Directions for this task — Which lines in the records below contain the string "pile"? Extract each of them, treating uppercase and lowercase as different.

(Point placement records)
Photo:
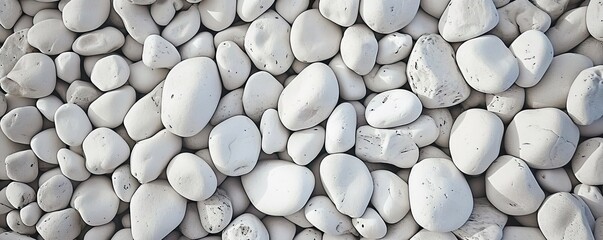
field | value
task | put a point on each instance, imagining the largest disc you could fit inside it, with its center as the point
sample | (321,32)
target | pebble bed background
(301,119)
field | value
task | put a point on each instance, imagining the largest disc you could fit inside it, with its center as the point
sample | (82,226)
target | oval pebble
(347,182)
(440,197)
(278,179)
(185,171)
(187,105)
(235,145)
(309,98)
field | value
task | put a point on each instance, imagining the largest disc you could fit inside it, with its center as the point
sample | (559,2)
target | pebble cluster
(301,119)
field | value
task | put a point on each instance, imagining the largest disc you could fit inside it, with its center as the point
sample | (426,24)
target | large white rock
(390,196)
(278,187)
(564,215)
(235,145)
(151,156)
(511,186)
(310,98)
(545,138)
(267,43)
(474,148)
(487,64)
(465,19)
(104,150)
(440,197)
(155,210)
(388,16)
(95,200)
(347,182)
(433,74)
(584,95)
(393,108)
(191,177)
(314,38)
(534,53)
(190,96)
(78,17)
(386,146)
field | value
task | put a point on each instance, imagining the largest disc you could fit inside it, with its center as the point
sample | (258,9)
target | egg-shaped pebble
(215,212)
(473,150)
(46,144)
(406,106)
(21,124)
(77,19)
(564,215)
(185,171)
(511,187)
(534,54)
(390,196)
(235,145)
(433,74)
(359,48)
(110,108)
(72,124)
(104,150)
(347,182)
(95,200)
(545,138)
(33,76)
(464,19)
(388,16)
(309,98)
(267,42)
(63,224)
(584,94)
(110,73)
(156,209)
(587,163)
(151,156)
(50,37)
(124,184)
(190,96)
(487,64)
(22,166)
(313,37)
(217,15)
(159,53)
(385,146)
(344,16)
(440,197)
(288,186)
(54,194)
(101,41)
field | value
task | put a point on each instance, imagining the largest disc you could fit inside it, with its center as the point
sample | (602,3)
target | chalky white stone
(433,74)
(278,187)
(185,171)
(463,20)
(95,200)
(440,197)
(473,150)
(104,150)
(487,64)
(314,38)
(511,186)
(310,98)
(388,16)
(190,96)
(168,209)
(235,145)
(347,182)
(545,138)
(393,108)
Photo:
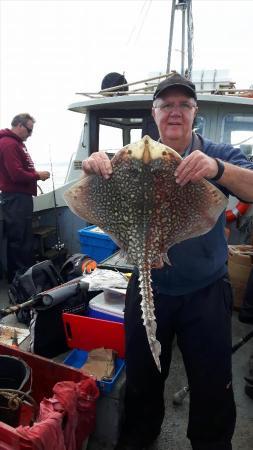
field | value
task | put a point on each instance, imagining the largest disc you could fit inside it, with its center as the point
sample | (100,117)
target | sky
(51,49)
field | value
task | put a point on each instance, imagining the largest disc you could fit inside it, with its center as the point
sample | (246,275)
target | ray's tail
(148,311)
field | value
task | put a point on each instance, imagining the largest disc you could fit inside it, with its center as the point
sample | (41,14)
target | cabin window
(199,125)
(110,138)
(238,131)
(116,132)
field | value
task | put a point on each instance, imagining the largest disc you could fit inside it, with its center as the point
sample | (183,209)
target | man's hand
(194,167)
(98,163)
(44,175)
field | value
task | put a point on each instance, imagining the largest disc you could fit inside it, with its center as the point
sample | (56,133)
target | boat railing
(148,86)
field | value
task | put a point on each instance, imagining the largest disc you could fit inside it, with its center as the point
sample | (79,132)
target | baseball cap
(176,80)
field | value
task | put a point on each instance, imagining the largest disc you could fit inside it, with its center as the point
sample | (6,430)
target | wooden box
(240,263)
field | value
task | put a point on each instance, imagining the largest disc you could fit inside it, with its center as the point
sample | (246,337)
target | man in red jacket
(18,183)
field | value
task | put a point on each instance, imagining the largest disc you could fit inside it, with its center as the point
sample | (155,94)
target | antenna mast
(185,7)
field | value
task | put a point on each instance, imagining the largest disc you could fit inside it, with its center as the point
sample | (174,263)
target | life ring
(238,210)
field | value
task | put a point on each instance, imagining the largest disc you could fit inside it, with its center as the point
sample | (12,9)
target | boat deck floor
(173,434)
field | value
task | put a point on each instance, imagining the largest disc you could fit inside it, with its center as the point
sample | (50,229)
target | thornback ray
(146,212)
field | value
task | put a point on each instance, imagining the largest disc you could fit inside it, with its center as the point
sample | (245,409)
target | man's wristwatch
(221,169)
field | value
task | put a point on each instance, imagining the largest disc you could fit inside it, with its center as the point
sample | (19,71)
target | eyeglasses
(29,130)
(182,107)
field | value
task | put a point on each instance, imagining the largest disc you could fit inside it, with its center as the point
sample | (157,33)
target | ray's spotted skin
(146,212)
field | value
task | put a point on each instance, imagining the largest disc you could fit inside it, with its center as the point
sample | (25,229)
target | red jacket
(17,172)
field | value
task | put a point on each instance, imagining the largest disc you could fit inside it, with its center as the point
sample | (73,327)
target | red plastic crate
(86,333)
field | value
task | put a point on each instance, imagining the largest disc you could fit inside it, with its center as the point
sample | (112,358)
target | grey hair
(21,119)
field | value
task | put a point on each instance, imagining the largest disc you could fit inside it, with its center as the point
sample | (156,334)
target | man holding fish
(191,292)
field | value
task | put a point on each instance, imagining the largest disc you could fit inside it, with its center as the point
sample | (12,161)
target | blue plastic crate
(77,358)
(97,246)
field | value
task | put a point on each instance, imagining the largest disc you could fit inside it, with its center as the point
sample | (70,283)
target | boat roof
(134,101)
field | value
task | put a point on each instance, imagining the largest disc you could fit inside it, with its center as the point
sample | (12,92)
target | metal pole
(183,41)
(190,38)
(171,35)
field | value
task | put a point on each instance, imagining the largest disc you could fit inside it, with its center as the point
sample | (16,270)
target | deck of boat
(173,435)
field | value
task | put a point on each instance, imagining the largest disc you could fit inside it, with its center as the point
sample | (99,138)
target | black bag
(73,266)
(46,327)
(29,282)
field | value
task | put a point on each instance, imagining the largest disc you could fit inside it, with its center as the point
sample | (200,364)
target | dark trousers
(202,323)
(17,216)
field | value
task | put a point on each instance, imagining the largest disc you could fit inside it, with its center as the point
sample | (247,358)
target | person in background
(192,296)
(18,184)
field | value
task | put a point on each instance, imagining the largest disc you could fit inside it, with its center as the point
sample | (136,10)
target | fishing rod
(50,297)
(180,395)
(59,245)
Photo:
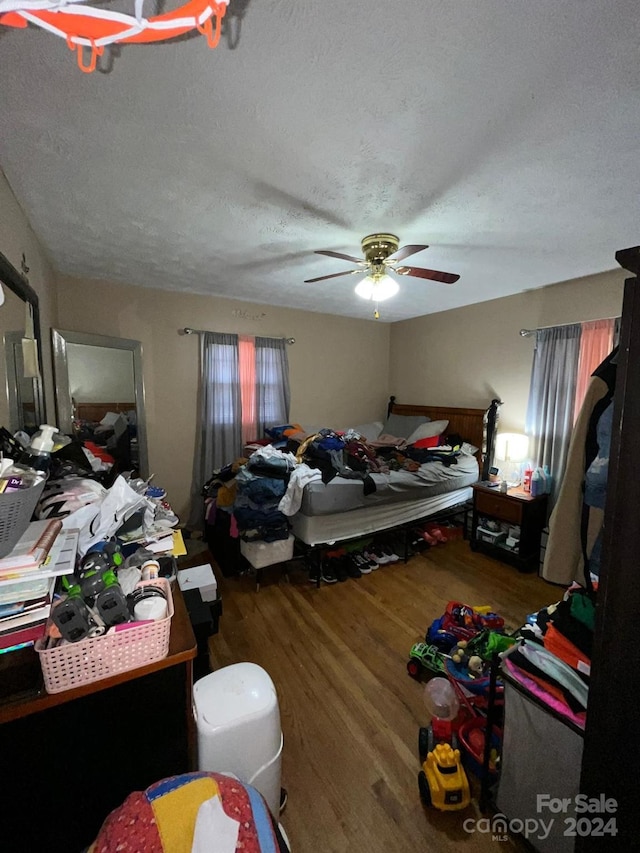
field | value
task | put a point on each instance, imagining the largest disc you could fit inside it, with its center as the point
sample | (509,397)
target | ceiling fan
(382,256)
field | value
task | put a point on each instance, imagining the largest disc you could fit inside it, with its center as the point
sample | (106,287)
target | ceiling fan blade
(434,275)
(333,275)
(340,255)
(405,251)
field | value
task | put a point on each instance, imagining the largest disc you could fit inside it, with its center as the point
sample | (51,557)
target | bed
(340,510)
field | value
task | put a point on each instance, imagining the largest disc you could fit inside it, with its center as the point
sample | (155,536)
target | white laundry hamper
(238,724)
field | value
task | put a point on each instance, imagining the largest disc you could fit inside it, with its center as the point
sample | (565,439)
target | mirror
(22,406)
(98,378)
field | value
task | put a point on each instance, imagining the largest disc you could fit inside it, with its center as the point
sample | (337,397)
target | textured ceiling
(505,134)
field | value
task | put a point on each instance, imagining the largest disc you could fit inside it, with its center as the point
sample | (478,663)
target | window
(244,388)
(563,361)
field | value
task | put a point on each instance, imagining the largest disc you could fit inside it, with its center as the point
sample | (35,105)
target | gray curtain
(549,419)
(272,380)
(219,435)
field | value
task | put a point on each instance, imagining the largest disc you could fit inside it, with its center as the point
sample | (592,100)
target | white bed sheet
(327,529)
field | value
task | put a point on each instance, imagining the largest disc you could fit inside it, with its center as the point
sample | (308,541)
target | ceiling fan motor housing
(377,247)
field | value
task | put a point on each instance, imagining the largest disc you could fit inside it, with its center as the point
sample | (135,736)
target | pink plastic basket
(117,651)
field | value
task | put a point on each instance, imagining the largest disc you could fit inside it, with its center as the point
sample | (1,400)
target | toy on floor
(425,657)
(461,622)
(442,781)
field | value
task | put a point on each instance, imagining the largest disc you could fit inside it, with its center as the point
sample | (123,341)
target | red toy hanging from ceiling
(89,27)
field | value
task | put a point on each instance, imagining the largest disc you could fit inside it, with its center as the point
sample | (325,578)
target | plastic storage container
(122,648)
(261,554)
(238,723)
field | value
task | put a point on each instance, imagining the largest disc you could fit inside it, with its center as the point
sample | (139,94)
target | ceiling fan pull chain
(206,29)
(96,51)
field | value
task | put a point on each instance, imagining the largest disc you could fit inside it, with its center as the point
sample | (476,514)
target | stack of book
(28,576)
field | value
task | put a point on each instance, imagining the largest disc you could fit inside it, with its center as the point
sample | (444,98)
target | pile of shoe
(426,536)
(340,564)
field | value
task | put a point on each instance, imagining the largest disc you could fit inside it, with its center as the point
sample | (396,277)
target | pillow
(401,426)
(432,441)
(369,431)
(427,431)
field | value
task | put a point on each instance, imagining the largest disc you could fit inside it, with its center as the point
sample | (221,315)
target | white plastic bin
(238,724)
(261,554)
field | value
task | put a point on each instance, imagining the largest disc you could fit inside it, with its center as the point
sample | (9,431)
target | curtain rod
(524,333)
(189,331)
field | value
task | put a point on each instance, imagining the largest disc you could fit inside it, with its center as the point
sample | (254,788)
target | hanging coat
(572,534)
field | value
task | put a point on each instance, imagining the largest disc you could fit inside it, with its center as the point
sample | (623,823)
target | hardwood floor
(350,713)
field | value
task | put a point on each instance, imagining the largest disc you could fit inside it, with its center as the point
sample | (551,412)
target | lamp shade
(511,447)
(377,287)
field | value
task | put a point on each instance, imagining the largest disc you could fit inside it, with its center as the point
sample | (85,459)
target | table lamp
(510,451)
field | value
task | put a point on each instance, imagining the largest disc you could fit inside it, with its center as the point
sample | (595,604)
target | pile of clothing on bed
(261,492)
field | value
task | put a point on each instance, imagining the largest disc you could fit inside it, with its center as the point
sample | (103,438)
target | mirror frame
(64,404)
(18,284)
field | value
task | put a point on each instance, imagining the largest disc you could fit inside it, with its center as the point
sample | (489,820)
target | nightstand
(508,525)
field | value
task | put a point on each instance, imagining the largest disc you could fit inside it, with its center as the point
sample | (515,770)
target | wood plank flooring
(350,713)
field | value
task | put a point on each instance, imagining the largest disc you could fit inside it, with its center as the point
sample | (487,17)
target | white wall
(338,367)
(16,239)
(100,375)
(467,356)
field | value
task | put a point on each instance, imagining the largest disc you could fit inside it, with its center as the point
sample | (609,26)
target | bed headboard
(94,412)
(469,423)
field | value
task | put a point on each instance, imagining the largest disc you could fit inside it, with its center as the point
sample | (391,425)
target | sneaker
(390,553)
(369,561)
(341,570)
(350,567)
(361,564)
(314,575)
(373,557)
(328,571)
(381,558)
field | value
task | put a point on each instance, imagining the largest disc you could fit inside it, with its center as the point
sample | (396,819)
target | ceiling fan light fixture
(377,288)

Full answer —
target | pile of shoe
target | pile of clothing on bed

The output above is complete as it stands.